- _Segmentation labeling items_:
»»

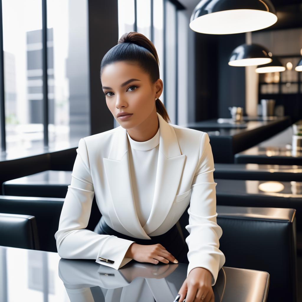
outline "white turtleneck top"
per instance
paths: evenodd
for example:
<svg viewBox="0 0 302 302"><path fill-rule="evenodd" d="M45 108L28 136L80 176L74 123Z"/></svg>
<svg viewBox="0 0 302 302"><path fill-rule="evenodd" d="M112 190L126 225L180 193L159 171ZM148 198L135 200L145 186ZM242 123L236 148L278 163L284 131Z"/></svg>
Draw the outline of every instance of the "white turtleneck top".
<svg viewBox="0 0 302 302"><path fill-rule="evenodd" d="M159 128L152 138L134 140L127 133L133 196L139 220L143 227L151 212L159 147Z"/></svg>

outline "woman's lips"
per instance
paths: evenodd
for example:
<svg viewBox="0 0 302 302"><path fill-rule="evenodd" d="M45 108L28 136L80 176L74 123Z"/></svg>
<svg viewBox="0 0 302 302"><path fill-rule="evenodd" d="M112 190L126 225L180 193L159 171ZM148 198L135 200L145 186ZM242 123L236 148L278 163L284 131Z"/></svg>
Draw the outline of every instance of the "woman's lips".
<svg viewBox="0 0 302 302"><path fill-rule="evenodd" d="M121 120L125 120L129 118L133 114L133 113L132 113L131 114L127 114L125 115L120 115L118 118Z"/></svg>

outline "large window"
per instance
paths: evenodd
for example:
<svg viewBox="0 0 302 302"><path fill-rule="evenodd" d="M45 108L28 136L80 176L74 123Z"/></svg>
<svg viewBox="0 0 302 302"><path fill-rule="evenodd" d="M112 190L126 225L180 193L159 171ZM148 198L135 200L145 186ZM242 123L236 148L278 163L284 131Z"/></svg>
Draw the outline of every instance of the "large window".
<svg viewBox="0 0 302 302"><path fill-rule="evenodd" d="M76 145L90 132L87 2L2 3L6 151Z"/></svg>

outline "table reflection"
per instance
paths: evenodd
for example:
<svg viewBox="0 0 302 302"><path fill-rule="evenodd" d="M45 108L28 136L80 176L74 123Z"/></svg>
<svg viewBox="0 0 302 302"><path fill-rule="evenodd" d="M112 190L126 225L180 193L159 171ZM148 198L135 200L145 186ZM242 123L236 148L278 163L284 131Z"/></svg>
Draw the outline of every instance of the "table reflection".
<svg viewBox="0 0 302 302"><path fill-rule="evenodd" d="M172 302L187 268L183 263L133 262L117 270L93 260L61 259L59 275L71 302ZM223 268L213 288L215 301L222 300L225 283Z"/></svg>

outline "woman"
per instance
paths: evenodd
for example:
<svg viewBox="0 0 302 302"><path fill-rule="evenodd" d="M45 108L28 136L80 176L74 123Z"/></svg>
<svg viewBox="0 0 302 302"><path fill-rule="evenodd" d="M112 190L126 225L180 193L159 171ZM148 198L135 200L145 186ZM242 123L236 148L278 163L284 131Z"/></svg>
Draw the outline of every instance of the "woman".
<svg viewBox="0 0 302 302"><path fill-rule="evenodd" d="M158 98L159 65L153 44L135 32L123 35L103 58L103 91L120 125L80 140L55 235L58 251L116 269L133 259L188 260L179 301L212 301L211 286L225 258L210 139L169 123ZM85 228L95 194L102 216L92 232ZM175 224L189 204L185 242Z"/></svg>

««

- _Problem_:
Rewrite the items from the very first line through the line containing "128L152 138L134 140L127", changing "turtleneck" to "crewneck" and leaving everything else unchanged. Leave the pictures out of your answer.

- _Final result_:
outline "white crewneck top"
per instance
paths: evenodd
for example:
<svg viewBox="0 0 302 302"><path fill-rule="evenodd" d="M45 108L28 136L80 176L74 123Z"/></svg>
<svg viewBox="0 0 302 302"><path fill-rule="evenodd" d="M112 190L126 225L180 193L159 171ZM148 198L135 200L145 186ZM242 123L236 148L278 163L284 131Z"/></svg>
Draw the outline of every instance of the "white crewneck top".
<svg viewBox="0 0 302 302"><path fill-rule="evenodd" d="M159 128L152 138L134 140L127 133L133 196L139 220L143 227L151 212L159 147Z"/></svg>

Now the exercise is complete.